WHAT TO PRODUCE –
Lines before the one containing "Would you mind marking the brick" are excluded; print that line and every line after it through the end of the material below, exactly.

WORKING DATA –
-- start --
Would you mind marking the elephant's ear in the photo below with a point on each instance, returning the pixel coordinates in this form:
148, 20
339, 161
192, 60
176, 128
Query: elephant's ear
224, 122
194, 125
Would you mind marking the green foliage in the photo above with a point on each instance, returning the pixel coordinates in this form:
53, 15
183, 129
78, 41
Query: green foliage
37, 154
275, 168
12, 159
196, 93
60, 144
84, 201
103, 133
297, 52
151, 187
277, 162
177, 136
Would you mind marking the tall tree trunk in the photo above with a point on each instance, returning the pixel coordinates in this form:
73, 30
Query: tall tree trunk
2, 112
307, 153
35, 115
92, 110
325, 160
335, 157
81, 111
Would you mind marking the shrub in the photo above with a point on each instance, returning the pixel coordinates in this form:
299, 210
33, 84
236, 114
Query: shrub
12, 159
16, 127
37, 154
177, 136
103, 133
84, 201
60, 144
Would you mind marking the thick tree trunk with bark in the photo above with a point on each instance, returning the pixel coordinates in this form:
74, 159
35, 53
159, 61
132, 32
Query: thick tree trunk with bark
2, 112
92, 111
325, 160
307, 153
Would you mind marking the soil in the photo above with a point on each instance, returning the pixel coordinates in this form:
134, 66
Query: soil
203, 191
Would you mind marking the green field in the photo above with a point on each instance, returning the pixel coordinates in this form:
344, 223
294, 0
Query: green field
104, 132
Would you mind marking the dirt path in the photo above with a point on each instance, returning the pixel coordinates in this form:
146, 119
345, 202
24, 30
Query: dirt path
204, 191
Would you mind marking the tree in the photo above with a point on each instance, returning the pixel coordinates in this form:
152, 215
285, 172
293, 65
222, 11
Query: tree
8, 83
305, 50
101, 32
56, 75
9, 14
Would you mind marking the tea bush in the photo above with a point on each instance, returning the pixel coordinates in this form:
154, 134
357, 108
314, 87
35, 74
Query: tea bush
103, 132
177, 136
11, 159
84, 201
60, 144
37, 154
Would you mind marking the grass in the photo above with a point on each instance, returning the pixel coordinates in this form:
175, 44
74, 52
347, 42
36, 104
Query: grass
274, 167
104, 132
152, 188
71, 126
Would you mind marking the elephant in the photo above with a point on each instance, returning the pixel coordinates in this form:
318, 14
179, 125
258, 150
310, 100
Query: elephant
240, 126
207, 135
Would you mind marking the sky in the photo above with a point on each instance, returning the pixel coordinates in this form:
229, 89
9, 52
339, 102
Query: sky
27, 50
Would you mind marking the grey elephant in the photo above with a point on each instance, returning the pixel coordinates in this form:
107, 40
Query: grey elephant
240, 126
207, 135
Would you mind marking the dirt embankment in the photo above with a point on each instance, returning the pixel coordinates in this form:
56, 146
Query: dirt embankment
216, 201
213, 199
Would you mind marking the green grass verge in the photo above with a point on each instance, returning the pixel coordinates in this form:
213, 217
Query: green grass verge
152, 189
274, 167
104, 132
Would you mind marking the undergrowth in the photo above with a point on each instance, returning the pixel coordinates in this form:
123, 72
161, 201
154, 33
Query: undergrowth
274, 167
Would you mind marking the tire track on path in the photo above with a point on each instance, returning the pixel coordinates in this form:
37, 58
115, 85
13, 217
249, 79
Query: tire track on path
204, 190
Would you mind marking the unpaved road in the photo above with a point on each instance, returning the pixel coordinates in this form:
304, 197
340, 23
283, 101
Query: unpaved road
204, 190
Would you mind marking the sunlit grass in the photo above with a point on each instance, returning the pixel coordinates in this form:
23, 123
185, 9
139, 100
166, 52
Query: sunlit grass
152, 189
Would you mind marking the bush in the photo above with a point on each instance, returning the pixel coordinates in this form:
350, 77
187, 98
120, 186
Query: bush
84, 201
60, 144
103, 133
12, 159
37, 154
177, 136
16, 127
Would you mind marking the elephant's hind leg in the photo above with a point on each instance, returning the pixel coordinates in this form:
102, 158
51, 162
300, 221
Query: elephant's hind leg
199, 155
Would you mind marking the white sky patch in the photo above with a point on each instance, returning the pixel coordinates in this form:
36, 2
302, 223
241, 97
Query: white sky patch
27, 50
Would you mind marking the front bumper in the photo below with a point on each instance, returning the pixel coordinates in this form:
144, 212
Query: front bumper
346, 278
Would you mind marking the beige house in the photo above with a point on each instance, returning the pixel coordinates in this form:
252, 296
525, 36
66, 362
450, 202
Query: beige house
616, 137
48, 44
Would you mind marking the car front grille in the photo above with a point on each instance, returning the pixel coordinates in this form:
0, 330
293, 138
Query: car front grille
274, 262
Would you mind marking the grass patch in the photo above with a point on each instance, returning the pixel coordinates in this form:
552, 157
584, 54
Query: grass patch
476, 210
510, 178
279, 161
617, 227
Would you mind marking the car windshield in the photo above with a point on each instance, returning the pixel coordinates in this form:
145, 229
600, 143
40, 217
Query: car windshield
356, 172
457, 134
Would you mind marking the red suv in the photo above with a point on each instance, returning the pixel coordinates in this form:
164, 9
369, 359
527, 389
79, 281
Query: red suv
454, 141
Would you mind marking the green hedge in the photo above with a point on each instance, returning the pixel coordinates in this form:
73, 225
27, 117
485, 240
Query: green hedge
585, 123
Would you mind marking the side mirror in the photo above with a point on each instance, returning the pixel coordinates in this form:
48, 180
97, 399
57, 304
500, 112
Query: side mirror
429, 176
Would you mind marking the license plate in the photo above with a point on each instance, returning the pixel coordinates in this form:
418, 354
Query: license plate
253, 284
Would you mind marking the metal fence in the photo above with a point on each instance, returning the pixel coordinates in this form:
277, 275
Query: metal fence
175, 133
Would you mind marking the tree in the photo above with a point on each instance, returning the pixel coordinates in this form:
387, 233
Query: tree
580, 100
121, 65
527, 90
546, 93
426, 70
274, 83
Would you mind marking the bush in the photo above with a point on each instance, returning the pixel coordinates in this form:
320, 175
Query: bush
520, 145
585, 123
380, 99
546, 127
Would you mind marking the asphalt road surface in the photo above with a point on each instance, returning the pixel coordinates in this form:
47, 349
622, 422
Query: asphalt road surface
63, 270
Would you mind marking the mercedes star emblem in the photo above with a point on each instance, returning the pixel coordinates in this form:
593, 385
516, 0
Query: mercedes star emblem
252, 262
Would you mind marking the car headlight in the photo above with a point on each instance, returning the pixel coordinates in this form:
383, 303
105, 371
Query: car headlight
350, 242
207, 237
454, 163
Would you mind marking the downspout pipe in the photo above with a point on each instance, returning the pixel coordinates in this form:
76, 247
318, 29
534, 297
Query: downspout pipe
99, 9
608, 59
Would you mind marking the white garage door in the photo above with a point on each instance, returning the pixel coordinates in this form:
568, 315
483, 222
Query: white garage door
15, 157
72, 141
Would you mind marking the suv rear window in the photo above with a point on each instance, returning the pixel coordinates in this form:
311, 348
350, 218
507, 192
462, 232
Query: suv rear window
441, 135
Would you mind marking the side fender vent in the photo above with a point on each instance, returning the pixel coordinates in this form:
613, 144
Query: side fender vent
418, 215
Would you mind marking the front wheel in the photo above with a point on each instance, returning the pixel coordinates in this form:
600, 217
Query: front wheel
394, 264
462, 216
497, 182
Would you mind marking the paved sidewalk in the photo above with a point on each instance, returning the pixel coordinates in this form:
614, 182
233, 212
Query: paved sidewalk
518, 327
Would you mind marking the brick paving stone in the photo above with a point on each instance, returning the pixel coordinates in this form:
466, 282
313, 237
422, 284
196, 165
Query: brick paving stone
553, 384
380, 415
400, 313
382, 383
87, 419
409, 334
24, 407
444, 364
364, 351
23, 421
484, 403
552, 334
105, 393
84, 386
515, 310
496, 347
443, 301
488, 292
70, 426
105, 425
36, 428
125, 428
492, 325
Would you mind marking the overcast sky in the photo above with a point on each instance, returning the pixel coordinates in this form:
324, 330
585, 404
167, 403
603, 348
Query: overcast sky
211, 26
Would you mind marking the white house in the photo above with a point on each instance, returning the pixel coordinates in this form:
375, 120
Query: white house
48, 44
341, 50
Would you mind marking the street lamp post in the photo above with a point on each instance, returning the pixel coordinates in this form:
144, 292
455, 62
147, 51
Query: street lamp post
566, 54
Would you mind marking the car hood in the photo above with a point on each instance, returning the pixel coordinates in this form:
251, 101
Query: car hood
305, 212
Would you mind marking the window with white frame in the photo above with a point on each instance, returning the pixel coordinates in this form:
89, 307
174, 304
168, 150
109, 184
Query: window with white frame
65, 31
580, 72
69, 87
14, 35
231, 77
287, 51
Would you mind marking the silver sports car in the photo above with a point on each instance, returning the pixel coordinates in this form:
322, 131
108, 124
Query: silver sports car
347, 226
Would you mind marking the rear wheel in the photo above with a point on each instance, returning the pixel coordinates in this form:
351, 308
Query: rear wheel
-- end --
EXPECTED ANSWER –
Would you mind marking the brick paving stone in the photo above with a point on each instance, returning the pixel coordinates in this form:
466, 282
313, 237
422, 284
196, 165
Query: brick paving stone
553, 384
380, 415
400, 313
382, 383
87, 419
409, 334
24, 407
444, 364
364, 351
23, 421
484, 403
552, 334
105, 393
84, 386
515, 310
496, 347
443, 301
488, 292
70, 426
105, 425
36, 428
125, 428
492, 325
Would you mind marking the overcast sky in the photo above with a point on each instance, returning the pixel coordinates in this form:
324, 330
585, 404
167, 403
603, 348
Query: overcast sky
211, 26
Would you mind marking the white house in the photo above with a point on each instance, returning the pixel coordinates in this form:
375, 120
Query: white house
48, 44
341, 50
Would you mind marking the street lamp post in the photo above with a point on each instance, returning the pixel coordinates in this form:
144, 292
455, 62
147, 51
Query: street lamp post
566, 54
Would you mind marking the car hood in the photo above with a point on each instance, returning the pixel coordinates in this form:
251, 101
Query: car hood
305, 212
Would you mind marking the window with white frame in the photo above with a point on each instance, returning the pixel coordinates in this form:
89, 307
174, 304
168, 150
109, 184
Query: window with white frame
65, 31
580, 72
69, 87
14, 35
231, 77
287, 51
Would you mind marking the silver sports car in the photo above with a point on each instance, returning the pixel coordinates in this form:
322, 131
108, 124
Query: silver sports car
347, 226
Would you mind marking the rear wheel in the photo above with a point on each instance, returning the pixel coordinates in this form:
351, 308
Query: rear wheel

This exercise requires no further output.